— Extrait fourni —
<<<<

Dans le cadre de la coopération entre l'USTKE et la CGT, une formation de formateurs a été organisée au CCEOP (Centre Confédéral d'Education Ouvrière et Populaire) du lundi 24 au vendredi 28 juin dernier au siège du syndicat à Nouméa. Objectif : doter l'organisation d'un vivier de formateurs chargés par la suite de dispenser les modules retenus par l'USTKE. Une formation animée par Mariannick Lebris de l'Espace International de la CGT qui a mis l'accent sur la pédagogie de la formation et qui a vu la participation d'une vingtaine de camarades des différentes fédérations de l'USTKE.
Interview de Kévin Hirovanaa (à droite), 35 ans, employé à Néabat, DS de la section STKE/Néabat. Photo ci-dessous : au moment de la remise de l'attestation de réussite à la formation des formateurs, le vendredi 28 juin 2013.

>>>>

— Données disponibles —
<<<<

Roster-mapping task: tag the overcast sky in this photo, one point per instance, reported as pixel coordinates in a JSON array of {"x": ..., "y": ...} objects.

>>>>

— Problème à résoudre —
Recopiez fidèlement le passage du texte sur la formation de formateurs, depuis « Dans le cadre » jusqu'à « 28 juin 2013. » inclus. Les données ne sont pas utiles pour ce travail.

— Réponse au problème —
Dans le cadre de la coopération entre l'USTKE et la CGT, une formation de formateurs a été organisée au CCEOP (Centre Confédéral d'Education Ouvrière et Populaire) du lundi 24 au vendredi 28 juin dernier au siège du syndicat à Nouméa. Objectif : doter l'organisation d'un vivier de formateurs chargés par la suite de dispenser les modules retenus par l'USTKE. Une formation animée par Mariannick Lebris de l'Espace International de la CGT qui a mis l'accent sur la pédagogie de la formation et qui a vu la participation d'une vingtaine de camarades des différentes fédérations de l'USTKE.
Interview de Kévin Hirovanaa (à droite), 35 ans, employé à Néabat, DS de la section STKE/Néabat. Photo ci-dessous : au moment de la remise de l'attestation de réussite à la formation des formateurs, le vendredi 28 juin 2013.